* TASK GOAL *
From the Panax genome passage below, list each lettered panel of Fig. 3 and what that panel shows.

* PROVIDED PASSAGE *
──────

Fig. 3. Three-dimensional (3-D) genome architecture, cytosine methylation and gene expression patterns in extant Panax stipuleanatus genome.
a Activated A (red) and inactivated B (blue) compartments at 100 Kb resolution on extant Panax chromosomes 2 and 6. The two chromosomes were duplicated through the Pg-β duplication event. X- and Y-axis are the numbers of 100 Kb sliding bins and PCA eigenvectors of A/B compartments, respectively. Coordinates from left to right on chromosome 2 mirrored those on chromosome 6. b Heatmap of the chromatin interaction map at 100 Kb resolution. The color scheme on the right indicates the levels of chromatin interaction between the 100 Kb sliding bins. Colored boxes within the heatmap represent the ancestral core-eudicot chromosomes. Colors and names of these ancestral core-eudicot chromosomes are the same as in Fig. 1. The gray color box represents the homologous genomic region that was lost in extant grape genome. c Distribution pattern of topological association domain-like (TAD-like) structures on the post-γ segment C6b. The C6b segment on extant chromosomes 2 and 6 were duplicated by Pg-β. The x-axis indicates the physical position on extant P. stipuleanatus chromosomes. Each triangular shape represents a TAD-like structure. d Cytosine methylation of the duplicated ancestral core-eudicot genes on the two homologous segments C6b derived from Pg-β. Red and blue lines are, respectively, singletons and retained duplicates in the two segments C6b. X- and Y-axis denote the number of ancestral genes and methylation level, respectively. e Expression patterns of the duplicated ancestral core-eudicot genes in the two segments C6b. X-axis is the number of ancestral core-eudicot genes. Colors of these expressed genes indicate the seven expression patterns. Source data are provided as a Source Data file.
Epigenetic regulation divergence of the duplicated ancestral genes
Reorganization of the ancestral core-eudicot chromosomes resulted in a nested pattern of duplicated genes and genomic regions and an altered chromatin topology. We then examined whether this repatterning of the ancestral core-eudicot genome has also promoted epigenetic regulation divergence of gene duplicates in extant Panax genomes. By comparing the patterns of gene expression and cytosine methylation, we found that, after the large-scale reorganization of duplicated ancestral chromosomes, a large proportion of the retained gene duplicates showed tissue-biased expression (39.7% of the total) (Supplementary Data 7) and differential cytosine methylation (21.1%) (Supplementary Data 1). Taking the Pg-β duplicate segment C6b as an example, the above comparisons revealed remodeling of the chromatin topologies of the two homologous regions in the extant Panax genome (see Fig. 3a–c). Here, our biased fractionation analyses further confirmed that only 69 (24.7% of the total) Pg-β-derived genes retained both duplicate pairs (Supplementary Data 7). In contrast, 98 (35.1%) and 112 (40.1%) ancestral genes evolved back to singleton status (i.e., lost their duplicate again) on each of the two C6b duplicated segments. Both the singleton genes as well as the retained duplicates differed in patterns of gene expression and cytosine methylation (Fig. 3d, e), which indicates that epigenetic regulation divergence of the duplicated ancestral genes has promoted the epigenetic regulation divergence of extant Panax species.

──────

* DATA UNDER STUDY *
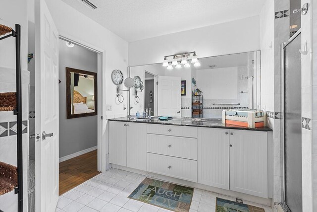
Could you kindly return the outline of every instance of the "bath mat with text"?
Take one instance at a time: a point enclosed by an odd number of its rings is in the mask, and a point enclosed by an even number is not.
[[[255,206],[217,198],[216,212],[264,212],[264,209]]]
[[[177,212],[188,212],[194,188],[145,178],[128,198]]]

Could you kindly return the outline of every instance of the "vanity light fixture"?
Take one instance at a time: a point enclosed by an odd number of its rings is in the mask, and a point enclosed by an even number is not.
[[[75,46],[75,45],[74,45],[73,43],[71,43],[68,41],[65,41],[65,43],[66,43],[66,45],[69,48],[73,48]]]
[[[172,58],[170,58],[171,57]],[[169,59],[168,59],[169,58],[170,58]],[[163,66],[166,67],[169,70],[173,69],[174,68],[173,66],[176,69],[181,69],[182,65],[183,65],[185,68],[189,68],[191,67],[191,62],[195,64],[194,66],[195,67],[200,66],[196,52],[184,52],[164,56]]]
[[[172,66],[176,66],[177,65],[177,60],[176,60],[176,57],[174,55],[173,57],[173,60],[172,61]]]
[[[196,63],[197,61],[198,61],[197,56],[196,55],[196,53],[194,52],[194,54],[193,54],[193,57],[192,58],[192,63]]]
[[[164,61],[163,62],[163,66],[164,67],[168,66],[168,62],[167,62],[167,59],[166,57],[164,57]]]

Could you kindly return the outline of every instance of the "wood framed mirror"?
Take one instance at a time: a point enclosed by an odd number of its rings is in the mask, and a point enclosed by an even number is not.
[[[66,68],[67,119],[97,115],[97,73]]]

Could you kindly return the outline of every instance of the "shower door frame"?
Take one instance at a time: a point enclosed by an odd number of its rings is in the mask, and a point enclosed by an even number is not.
[[[285,51],[286,47],[293,41],[295,38],[297,37],[302,33],[302,28],[300,28],[294,34],[287,42],[282,43],[281,45],[281,70],[282,70],[282,77],[281,77],[280,83],[282,86],[282,101],[281,101],[281,107],[282,107],[282,118],[283,123],[282,124],[282,130],[281,131],[281,136],[282,138],[282,173],[283,173],[283,195],[282,195],[282,203],[283,205],[281,205],[283,209],[285,212],[290,212],[286,203],[285,202],[285,90],[284,90],[284,77],[285,72]],[[299,49],[300,50],[300,49]]]

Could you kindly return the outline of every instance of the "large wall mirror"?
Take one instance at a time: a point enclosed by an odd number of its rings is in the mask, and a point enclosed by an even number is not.
[[[97,74],[66,68],[67,118],[97,115]]]
[[[130,89],[129,114],[151,108],[155,116],[221,118],[223,109],[259,108],[260,60],[255,51],[200,58],[197,67],[130,67],[139,85]]]

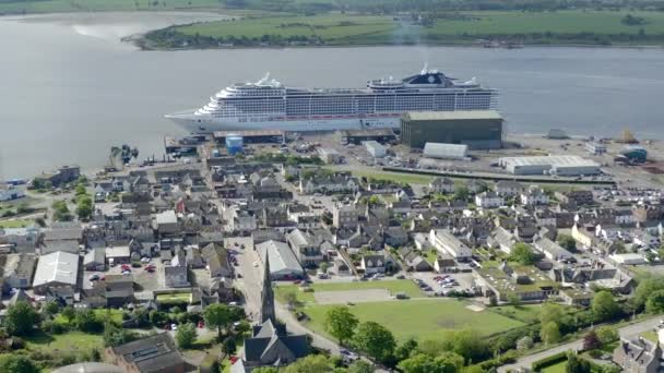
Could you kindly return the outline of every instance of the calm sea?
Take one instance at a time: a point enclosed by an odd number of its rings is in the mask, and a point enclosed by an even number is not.
[[[75,14],[0,19],[0,178],[57,165],[97,168],[108,148],[163,154],[183,134],[167,112],[198,107],[237,81],[361,87],[375,77],[439,69],[500,91],[512,133],[664,139],[664,50],[450,47],[139,51],[122,36],[204,14]]]

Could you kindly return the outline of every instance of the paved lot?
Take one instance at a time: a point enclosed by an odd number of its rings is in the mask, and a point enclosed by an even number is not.
[[[347,302],[382,302],[391,300],[387,289],[344,290],[344,291],[316,291],[313,298],[318,304],[344,304]]]

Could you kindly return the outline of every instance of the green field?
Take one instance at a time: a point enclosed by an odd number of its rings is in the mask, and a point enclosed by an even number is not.
[[[297,299],[300,302],[315,303],[315,292],[323,291],[344,291],[344,290],[366,290],[366,289],[386,289],[391,294],[403,292],[411,298],[424,297],[419,288],[411,280],[378,280],[378,281],[358,281],[358,282],[328,282],[312,284],[313,291],[300,291],[297,285],[282,285],[275,288],[275,296],[280,302],[284,302],[284,294],[289,291],[295,291]]]
[[[394,336],[404,340],[410,337],[440,339],[444,332],[470,327],[484,336],[509,330],[523,323],[505,317],[489,310],[473,312],[469,303],[452,299],[404,300],[357,303],[351,306],[360,322],[374,321],[387,326]],[[307,327],[325,334],[325,312],[332,305],[309,305],[304,312],[311,318]]]
[[[25,228],[34,224],[35,221],[27,219],[0,220],[0,228]]]
[[[626,25],[632,14],[643,25]],[[327,45],[469,44],[502,38],[537,44],[659,43],[664,39],[664,12],[630,11],[469,11],[437,19],[431,26],[412,25],[391,16],[324,14],[218,21],[174,27],[185,37],[268,41],[293,37]],[[641,33],[641,35],[639,35]],[[197,39],[197,43],[199,40]],[[200,45],[200,44],[199,44]]]
[[[58,335],[37,334],[24,339],[26,347],[31,350],[44,349],[50,352],[76,352],[91,348],[103,348],[102,335],[83,332],[68,332]]]

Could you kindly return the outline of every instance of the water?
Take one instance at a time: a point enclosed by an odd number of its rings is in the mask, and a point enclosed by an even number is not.
[[[198,107],[232,82],[272,76],[295,86],[360,87],[425,62],[500,89],[512,133],[663,139],[664,50],[451,47],[139,51],[121,36],[195,14],[78,14],[0,21],[0,177],[105,164],[111,145],[163,154],[183,132],[164,113]]]

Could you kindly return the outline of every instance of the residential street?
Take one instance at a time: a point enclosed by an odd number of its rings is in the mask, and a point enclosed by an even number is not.
[[[239,273],[242,274],[242,278],[237,282],[241,287],[242,292],[246,297],[246,305],[245,310],[247,315],[254,322],[259,316],[259,309],[261,302],[261,287],[263,281],[263,267],[259,265],[258,267],[253,266],[253,263],[261,263],[258,257],[257,252],[253,251],[252,246],[247,245],[244,252],[238,255],[239,262]],[[289,333],[293,334],[308,334],[312,337],[312,345],[317,348],[321,348],[330,351],[331,353],[339,354],[339,346],[324,338],[315,334],[313,332],[307,329],[301,324],[295,320],[293,314],[288,312],[288,310],[281,304],[278,301],[275,301],[276,306],[276,317],[286,324],[286,327]]]
[[[659,325],[660,325],[660,317],[654,317],[651,320],[640,322],[638,324],[621,327],[618,332],[620,334],[620,337],[629,337],[629,336],[633,336],[637,334],[641,334],[643,332],[651,330],[651,329],[657,327]],[[534,353],[534,354],[529,354],[526,357],[519,359],[513,364],[500,366],[498,369],[498,372],[517,371],[518,369],[521,369],[521,368],[530,368],[531,364],[535,361],[542,360],[546,357],[550,357],[553,354],[556,354],[556,353],[562,352],[562,351],[567,351],[567,350],[580,350],[582,348],[582,346],[583,346],[583,341],[581,339],[579,339],[579,340],[574,340],[573,342],[554,347],[546,351],[542,351],[542,352]]]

──────

* TASK RESULT *
a: Activated A and inactivated B compartments at 100 Kb resolution on extant Panax chromosomes 2 and 6.
b: A heatmap of the chromatin interaction map at 100 Kb resolution.
c: The distribution pattern of TAD-like structures on the post-γ segment C6b.
d: Cytosine methylation of the duplicated ancestral core-eudicot genes on the two homologous segments C6b derived from Pg-β.
e: Expression patterns of the duplicated ancestral core-eudicot genes in the two segments C6b.